-- Task brief --
Can you edit the passage on company vision, starting at "Yoffie defines the" and ending at "reach that position.", so that "overlooked" is swapped for "neglected"?

━━ Given text

Yoffie defines the vision of the company to be the most important and starting point for great strategy as it defines, where the company is heading and how it will get there and as I have mentioned before, allows you to fully engage your team.  With the relatively short reporting and budgeting cycles spending time on the vision is often overlooked.  He defines the vision as the ability to look forward and reasons back to today.  In essence you need to be able to think several steps ahead into the future and then think about what you have to do today in order to reach that position.

 

Three Horizon

Three Horizon Image courtesy of HBR.com

One tool that has been around for a while that can help frame this vision is the McKinsey three horizon model.  This model was developed from McKinsey & Co.’s discoveries of the common factors amongst companies that experience significant and consistent growth.

━━━━
━━ Supplied information

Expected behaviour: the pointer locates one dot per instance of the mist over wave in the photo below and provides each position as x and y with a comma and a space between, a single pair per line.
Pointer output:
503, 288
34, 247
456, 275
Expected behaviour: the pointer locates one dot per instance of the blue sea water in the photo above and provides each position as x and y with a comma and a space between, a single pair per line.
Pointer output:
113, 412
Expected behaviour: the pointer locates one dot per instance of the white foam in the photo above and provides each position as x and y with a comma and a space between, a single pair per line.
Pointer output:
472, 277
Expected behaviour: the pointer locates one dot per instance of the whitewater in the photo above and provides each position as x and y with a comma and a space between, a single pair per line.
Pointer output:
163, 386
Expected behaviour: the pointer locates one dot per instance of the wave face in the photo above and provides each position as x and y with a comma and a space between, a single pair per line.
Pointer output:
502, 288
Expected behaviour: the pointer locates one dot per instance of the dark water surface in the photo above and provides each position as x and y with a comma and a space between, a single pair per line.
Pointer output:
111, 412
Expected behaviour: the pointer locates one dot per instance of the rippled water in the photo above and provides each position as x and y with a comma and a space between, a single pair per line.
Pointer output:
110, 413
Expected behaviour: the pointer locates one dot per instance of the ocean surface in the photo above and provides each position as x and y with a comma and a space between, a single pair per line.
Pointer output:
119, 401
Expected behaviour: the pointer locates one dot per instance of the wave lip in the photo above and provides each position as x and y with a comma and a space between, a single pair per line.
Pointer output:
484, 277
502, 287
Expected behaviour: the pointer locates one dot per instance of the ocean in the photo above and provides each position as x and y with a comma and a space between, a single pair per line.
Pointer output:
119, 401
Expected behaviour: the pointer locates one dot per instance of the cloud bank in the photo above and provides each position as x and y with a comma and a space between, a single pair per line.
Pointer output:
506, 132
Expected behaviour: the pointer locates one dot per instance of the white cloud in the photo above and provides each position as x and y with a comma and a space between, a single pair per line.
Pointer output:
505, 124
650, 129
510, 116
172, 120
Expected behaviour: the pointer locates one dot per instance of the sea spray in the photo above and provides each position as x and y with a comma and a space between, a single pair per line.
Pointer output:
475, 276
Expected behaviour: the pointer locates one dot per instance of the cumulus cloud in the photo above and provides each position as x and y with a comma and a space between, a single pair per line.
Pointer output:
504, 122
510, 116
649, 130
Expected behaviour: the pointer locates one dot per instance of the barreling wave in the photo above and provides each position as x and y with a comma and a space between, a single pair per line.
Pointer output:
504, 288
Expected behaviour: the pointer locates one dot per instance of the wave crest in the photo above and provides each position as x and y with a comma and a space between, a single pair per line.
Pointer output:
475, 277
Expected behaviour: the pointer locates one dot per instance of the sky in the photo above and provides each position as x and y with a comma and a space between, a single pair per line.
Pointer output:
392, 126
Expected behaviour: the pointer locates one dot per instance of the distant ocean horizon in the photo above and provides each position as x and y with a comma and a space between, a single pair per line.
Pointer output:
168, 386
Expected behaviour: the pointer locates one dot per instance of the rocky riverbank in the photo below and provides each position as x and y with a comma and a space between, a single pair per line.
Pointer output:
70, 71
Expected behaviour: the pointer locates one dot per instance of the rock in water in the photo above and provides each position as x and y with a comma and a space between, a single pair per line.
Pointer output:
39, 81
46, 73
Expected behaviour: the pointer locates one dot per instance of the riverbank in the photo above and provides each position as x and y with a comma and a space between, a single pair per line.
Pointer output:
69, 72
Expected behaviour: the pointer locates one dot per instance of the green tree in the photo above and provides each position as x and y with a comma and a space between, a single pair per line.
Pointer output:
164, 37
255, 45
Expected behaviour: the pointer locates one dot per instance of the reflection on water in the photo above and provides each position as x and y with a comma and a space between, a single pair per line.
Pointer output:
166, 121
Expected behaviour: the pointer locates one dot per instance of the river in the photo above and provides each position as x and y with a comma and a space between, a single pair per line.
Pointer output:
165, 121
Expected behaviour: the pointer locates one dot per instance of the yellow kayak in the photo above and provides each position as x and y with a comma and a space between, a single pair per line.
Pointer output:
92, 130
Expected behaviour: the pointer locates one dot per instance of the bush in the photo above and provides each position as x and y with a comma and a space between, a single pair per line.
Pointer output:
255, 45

━━━━

-- Solution to this exercise --
Yoffie defines the vision of the company to be the most important and starting point for great strategy as it defines, where the company is heading and how it will get there and as I have mentioned before, allows you to fully engage your team.  With the relatively short reporting and budgeting cycles spending time on the vision is often neglected.  He defines the vision as the ability to look forward and reasons back to today.  In essence you need to be able to think several steps ahead into the future and then think about what you have to do today in order to reach that position.